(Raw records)
===============

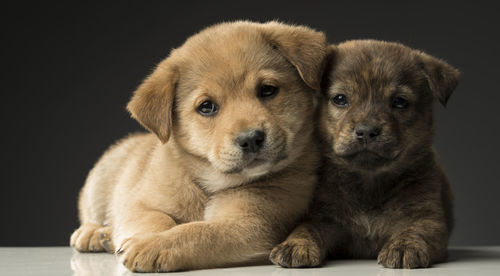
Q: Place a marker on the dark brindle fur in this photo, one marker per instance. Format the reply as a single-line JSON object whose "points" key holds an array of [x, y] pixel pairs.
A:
{"points": [[383, 193]]}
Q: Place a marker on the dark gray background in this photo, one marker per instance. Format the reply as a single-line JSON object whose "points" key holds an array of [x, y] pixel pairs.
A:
{"points": [[68, 71]]}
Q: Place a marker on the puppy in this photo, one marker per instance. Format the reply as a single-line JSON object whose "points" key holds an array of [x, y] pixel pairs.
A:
{"points": [[231, 164], [382, 191]]}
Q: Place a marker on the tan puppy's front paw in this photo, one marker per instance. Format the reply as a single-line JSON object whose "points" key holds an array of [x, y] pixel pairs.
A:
{"points": [[404, 254], [296, 253], [148, 253], [92, 237]]}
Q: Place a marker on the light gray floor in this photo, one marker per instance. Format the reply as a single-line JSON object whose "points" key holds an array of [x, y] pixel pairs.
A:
{"points": [[54, 261]]}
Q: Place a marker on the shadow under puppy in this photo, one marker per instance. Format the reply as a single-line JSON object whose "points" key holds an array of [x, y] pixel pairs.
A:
{"points": [[382, 193], [235, 163]]}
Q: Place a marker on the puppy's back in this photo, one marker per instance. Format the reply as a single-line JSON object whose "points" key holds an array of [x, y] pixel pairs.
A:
{"points": [[122, 163]]}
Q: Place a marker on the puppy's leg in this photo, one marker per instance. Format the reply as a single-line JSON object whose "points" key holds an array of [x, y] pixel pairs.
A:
{"points": [[302, 248], [308, 244], [89, 238], [139, 220], [418, 245], [236, 232]]}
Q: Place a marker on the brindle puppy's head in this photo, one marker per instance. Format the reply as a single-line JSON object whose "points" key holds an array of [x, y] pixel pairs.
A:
{"points": [[379, 108], [238, 95]]}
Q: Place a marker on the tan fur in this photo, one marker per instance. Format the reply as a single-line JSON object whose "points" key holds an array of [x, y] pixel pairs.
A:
{"points": [[188, 197]]}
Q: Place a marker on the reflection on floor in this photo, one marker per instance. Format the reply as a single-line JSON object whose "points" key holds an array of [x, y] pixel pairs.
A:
{"points": [[55, 261]]}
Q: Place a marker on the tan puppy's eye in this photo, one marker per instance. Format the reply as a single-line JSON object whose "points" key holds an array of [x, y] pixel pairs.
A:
{"points": [[208, 108], [267, 91], [340, 100], [399, 102]]}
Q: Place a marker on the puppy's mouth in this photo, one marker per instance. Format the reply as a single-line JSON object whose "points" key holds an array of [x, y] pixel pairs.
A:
{"points": [[256, 166], [369, 160]]}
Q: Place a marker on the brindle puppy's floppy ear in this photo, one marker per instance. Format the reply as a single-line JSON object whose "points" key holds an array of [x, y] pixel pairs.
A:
{"points": [[331, 58], [152, 103], [442, 78], [303, 47]]}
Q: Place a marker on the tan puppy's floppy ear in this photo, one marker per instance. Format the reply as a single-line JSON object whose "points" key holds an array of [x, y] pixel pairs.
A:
{"points": [[442, 77], [301, 46], [331, 58], [152, 103]]}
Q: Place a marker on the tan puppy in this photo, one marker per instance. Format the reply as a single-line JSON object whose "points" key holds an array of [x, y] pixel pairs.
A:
{"points": [[235, 162], [382, 192]]}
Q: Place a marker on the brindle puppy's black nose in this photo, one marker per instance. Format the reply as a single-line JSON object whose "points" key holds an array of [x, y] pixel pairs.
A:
{"points": [[251, 141], [366, 133]]}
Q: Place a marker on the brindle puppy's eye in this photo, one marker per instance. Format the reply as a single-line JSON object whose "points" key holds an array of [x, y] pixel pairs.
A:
{"points": [[267, 91], [340, 100], [399, 102], [208, 108]]}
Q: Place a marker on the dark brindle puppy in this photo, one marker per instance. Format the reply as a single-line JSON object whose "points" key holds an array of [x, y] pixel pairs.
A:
{"points": [[383, 193]]}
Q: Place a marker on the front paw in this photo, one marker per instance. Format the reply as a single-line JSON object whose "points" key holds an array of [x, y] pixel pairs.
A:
{"points": [[148, 253], [295, 253], [404, 254]]}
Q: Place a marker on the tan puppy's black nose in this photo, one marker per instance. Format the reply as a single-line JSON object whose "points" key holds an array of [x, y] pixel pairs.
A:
{"points": [[366, 133], [251, 141]]}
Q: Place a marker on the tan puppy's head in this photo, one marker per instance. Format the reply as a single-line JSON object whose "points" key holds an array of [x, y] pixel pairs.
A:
{"points": [[379, 108], [239, 95]]}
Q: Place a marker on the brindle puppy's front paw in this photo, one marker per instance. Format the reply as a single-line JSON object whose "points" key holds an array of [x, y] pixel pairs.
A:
{"points": [[147, 253], [296, 253], [404, 254]]}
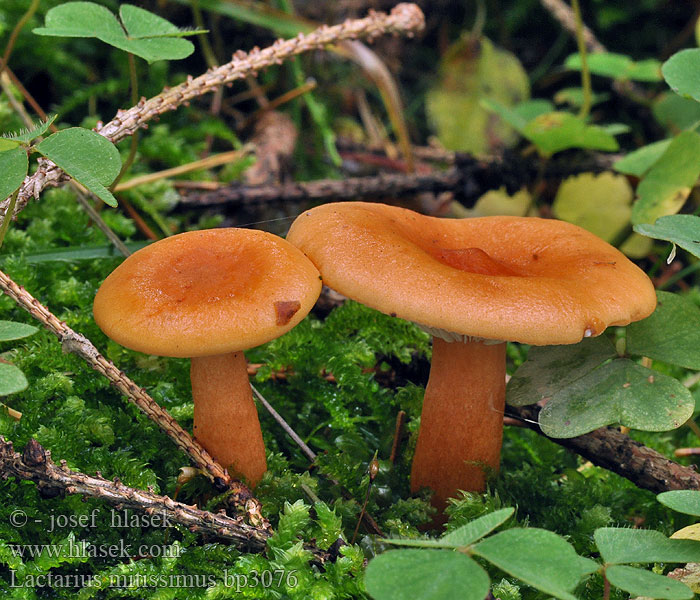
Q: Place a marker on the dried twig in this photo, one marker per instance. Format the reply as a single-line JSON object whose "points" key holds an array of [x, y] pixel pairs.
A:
{"points": [[404, 18], [282, 423], [78, 344], [617, 452], [563, 13], [467, 181], [35, 464]]}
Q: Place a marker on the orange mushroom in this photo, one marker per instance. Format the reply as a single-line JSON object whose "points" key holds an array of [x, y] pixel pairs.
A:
{"points": [[473, 284], [208, 295]]}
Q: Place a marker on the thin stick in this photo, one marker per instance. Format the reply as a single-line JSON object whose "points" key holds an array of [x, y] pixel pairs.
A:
{"points": [[205, 163], [78, 344], [35, 464], [404, 19], [98, 220], [290, 432], [15, 33]]}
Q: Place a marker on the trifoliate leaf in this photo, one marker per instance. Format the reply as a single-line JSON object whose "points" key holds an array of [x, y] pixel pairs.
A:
{"points": [[425, 574], [519, 553], [87, 157], [618, 392], [143, 33], [666, 186], [599, 203]]}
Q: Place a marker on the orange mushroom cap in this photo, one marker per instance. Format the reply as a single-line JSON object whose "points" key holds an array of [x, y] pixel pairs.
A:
{"points": [[207, 292], [524, 279]]}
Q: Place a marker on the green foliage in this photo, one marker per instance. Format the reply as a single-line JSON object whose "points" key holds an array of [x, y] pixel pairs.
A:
{"points": [[666, 185], [140, 32], [685, 501], [618, 392], [555, 131], [61, 258], [87, 157], [683, 230], [470, 72], [14, 165], [671, 334], [681, 73]]}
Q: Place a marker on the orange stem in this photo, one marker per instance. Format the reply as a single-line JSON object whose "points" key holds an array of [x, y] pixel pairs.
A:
{"points": [[225, 418], [459, 442]]}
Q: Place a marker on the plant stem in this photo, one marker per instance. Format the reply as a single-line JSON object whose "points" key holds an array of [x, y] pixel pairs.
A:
{"points": [[207, 50], [404, 19], [15, 32], [135, 137], [585, 73]]}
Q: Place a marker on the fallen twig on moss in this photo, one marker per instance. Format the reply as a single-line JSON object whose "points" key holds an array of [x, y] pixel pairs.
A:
{"points": [[467, 181], [35, 464], [403, 19], [609, 448], [78, 344]]}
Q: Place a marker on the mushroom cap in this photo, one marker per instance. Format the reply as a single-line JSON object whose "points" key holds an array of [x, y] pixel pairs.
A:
{"points": [[525, 279], [207, 292]]}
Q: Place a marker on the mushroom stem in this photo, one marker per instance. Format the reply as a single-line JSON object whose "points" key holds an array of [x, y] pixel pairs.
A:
{"points": [[225, 418], [459, 441]]}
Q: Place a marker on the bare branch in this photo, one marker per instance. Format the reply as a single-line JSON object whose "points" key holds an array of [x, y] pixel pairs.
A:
{"points": [[35, 464], [403, 19], [78, 344], [562, 12], [609, 448]]}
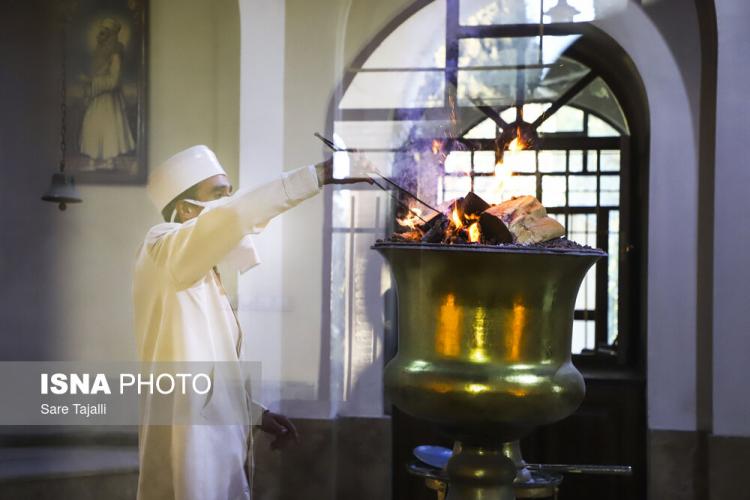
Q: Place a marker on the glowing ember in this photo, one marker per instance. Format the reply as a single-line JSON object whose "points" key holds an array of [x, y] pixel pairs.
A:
{"points": [[475, 234], [521, 220], [412, 219]]}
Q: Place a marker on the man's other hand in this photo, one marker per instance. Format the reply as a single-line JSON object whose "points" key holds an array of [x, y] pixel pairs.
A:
{"points": [[281, 428]]}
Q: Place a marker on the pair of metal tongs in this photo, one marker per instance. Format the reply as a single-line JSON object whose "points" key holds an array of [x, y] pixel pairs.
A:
{"points": [[337, 149]]}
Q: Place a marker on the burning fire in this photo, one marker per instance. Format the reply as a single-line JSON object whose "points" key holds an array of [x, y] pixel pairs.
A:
{"points": [[456, 218], [517, 143], [412, 219], [475, 234]]}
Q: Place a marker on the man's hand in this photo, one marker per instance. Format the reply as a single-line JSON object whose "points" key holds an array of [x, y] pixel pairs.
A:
{"points": [[325, 172], [280, 427]]}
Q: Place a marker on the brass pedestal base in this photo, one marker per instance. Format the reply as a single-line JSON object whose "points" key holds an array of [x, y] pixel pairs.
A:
{"points": [[487, 474]]}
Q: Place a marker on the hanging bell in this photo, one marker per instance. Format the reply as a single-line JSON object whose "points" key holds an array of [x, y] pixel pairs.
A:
{"points": [[62, 191]]}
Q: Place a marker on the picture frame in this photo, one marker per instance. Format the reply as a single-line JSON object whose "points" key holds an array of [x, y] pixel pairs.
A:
{"points": [[106, 68]]}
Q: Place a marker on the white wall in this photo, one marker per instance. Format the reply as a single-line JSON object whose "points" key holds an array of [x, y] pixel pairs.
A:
{"points": [[672, 219], [731, 332]]}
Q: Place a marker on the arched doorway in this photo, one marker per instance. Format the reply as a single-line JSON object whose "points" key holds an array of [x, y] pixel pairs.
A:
{"points": [[589, 168]]}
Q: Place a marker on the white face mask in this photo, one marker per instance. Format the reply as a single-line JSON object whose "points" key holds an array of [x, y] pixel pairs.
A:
{"points": [[242, 257]]}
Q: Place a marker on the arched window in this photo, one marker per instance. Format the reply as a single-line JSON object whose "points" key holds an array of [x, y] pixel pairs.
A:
{"points": [[428, 102]]}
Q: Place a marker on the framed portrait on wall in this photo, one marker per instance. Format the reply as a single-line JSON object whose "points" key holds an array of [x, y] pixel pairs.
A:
{"points": [[106, 66]]}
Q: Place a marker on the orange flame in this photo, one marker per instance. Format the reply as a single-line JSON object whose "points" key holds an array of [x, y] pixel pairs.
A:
{"points": [[456, 218], [475, 233], [517, 143]]}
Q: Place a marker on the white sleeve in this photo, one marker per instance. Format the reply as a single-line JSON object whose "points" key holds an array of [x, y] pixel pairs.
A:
{"points": [[190, 250]]}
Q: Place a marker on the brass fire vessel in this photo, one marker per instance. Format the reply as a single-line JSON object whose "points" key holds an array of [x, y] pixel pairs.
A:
{"points": [[484, 348]]}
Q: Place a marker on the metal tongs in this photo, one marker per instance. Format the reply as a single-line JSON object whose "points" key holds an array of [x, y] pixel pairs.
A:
{"points": [[338, 149]]}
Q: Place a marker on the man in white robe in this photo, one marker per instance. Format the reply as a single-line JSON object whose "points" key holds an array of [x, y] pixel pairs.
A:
{"points": [[182, 314]]}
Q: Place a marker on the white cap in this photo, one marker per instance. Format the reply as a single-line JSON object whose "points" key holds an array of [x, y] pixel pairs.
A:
{"points": [[182, 171]]}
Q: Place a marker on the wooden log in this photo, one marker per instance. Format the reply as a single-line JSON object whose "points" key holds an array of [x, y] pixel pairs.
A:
{"points": [[436, 233], [472, 204], [515, 208], [494, 231], [529, 230]]}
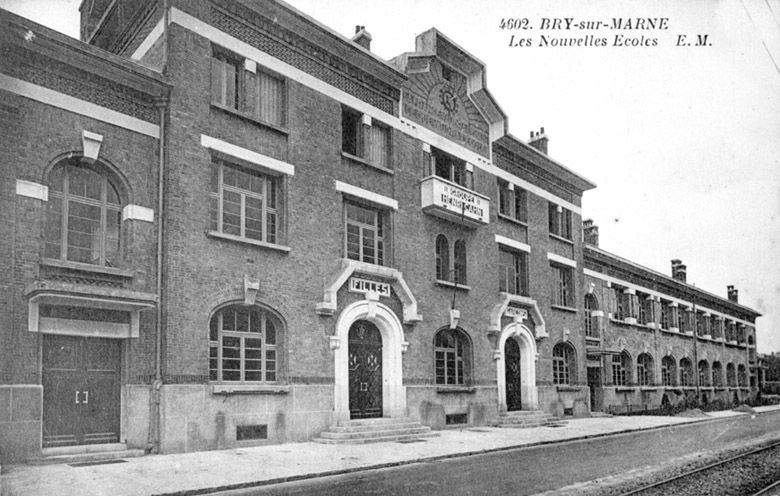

===============

Your instructions: Which lines in the items above contain the word "wall"? Pull out each one in full.

Solution for this problem:
Q: Place a marker on the white wall in this photo, one marker per instance. Format the reply as a single-line JSON object whose "points" key holds an array of [x, y] pixel pairs.
Q: Place a marker on the framed portrait on wall in this photo, one marker per instance. Format the reply as a single-line JSON object whose "points" key holds an array of [x, y] pixel pairs.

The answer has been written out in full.